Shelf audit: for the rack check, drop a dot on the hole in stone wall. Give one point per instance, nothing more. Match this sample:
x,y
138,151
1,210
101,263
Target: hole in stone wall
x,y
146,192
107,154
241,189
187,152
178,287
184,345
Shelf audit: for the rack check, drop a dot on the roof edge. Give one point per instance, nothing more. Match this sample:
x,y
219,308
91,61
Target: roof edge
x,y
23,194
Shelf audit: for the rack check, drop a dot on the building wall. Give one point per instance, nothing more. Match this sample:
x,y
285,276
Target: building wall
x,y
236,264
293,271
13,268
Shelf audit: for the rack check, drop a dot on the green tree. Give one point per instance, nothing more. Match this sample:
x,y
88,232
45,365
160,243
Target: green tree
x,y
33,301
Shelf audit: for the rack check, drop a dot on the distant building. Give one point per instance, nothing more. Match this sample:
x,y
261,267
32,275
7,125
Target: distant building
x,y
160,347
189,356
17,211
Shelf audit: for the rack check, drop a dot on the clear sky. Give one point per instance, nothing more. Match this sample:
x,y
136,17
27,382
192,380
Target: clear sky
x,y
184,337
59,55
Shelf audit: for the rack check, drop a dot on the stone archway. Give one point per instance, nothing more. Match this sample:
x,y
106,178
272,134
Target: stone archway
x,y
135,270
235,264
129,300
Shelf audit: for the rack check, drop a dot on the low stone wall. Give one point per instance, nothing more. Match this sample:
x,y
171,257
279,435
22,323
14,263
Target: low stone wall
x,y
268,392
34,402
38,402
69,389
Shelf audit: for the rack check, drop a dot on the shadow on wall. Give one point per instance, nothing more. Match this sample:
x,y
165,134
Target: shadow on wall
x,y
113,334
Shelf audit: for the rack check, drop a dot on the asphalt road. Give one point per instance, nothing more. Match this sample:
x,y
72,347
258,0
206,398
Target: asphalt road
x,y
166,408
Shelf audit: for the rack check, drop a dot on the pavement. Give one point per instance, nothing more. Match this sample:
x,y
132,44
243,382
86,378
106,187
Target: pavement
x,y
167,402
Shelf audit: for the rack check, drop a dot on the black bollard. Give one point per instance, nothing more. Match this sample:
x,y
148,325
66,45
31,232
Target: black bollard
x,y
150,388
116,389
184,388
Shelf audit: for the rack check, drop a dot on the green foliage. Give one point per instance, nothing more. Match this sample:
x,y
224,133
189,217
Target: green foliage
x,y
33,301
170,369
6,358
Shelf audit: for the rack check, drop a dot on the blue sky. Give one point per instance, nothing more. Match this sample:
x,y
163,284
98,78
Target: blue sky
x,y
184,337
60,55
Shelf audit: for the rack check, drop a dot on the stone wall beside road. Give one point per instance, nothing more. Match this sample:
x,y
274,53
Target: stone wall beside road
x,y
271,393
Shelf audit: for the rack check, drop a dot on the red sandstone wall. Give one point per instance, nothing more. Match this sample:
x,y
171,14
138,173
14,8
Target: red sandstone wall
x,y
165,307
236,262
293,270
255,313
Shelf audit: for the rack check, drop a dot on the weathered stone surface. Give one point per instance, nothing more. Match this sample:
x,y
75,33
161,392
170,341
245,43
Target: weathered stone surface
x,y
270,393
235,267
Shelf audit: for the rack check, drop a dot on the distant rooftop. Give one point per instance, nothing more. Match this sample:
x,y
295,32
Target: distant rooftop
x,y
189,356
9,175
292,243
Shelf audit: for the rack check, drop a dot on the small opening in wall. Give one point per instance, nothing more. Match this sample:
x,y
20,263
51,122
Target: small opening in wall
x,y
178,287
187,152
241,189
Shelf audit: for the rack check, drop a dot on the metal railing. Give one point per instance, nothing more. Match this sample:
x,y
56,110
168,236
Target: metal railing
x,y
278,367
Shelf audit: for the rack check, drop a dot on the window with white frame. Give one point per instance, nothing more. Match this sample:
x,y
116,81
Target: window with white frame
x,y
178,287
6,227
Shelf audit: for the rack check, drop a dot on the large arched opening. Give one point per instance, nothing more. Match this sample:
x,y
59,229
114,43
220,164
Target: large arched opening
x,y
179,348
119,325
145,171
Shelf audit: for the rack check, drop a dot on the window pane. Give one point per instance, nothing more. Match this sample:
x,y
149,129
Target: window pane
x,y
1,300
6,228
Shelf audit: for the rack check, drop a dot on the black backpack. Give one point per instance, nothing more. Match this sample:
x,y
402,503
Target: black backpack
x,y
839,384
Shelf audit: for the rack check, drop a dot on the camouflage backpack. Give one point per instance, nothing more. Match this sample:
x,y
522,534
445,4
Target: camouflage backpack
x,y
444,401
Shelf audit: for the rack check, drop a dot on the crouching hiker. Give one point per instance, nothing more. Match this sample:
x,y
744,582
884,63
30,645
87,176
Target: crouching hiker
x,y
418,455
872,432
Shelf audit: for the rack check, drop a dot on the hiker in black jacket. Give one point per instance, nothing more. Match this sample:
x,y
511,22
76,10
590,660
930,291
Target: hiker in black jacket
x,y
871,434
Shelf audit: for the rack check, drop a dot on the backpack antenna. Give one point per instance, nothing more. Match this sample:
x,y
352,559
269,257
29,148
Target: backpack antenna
※ ※ ※
_Action item_: Every line from the data above that contains "antenna" must appear in the answer.

_Completed task_:
Shelf audit: for the rack check, drop a dot on the backpack antenna. Give one point per instance, nothing more. Match this sample:
Target: backpack antenna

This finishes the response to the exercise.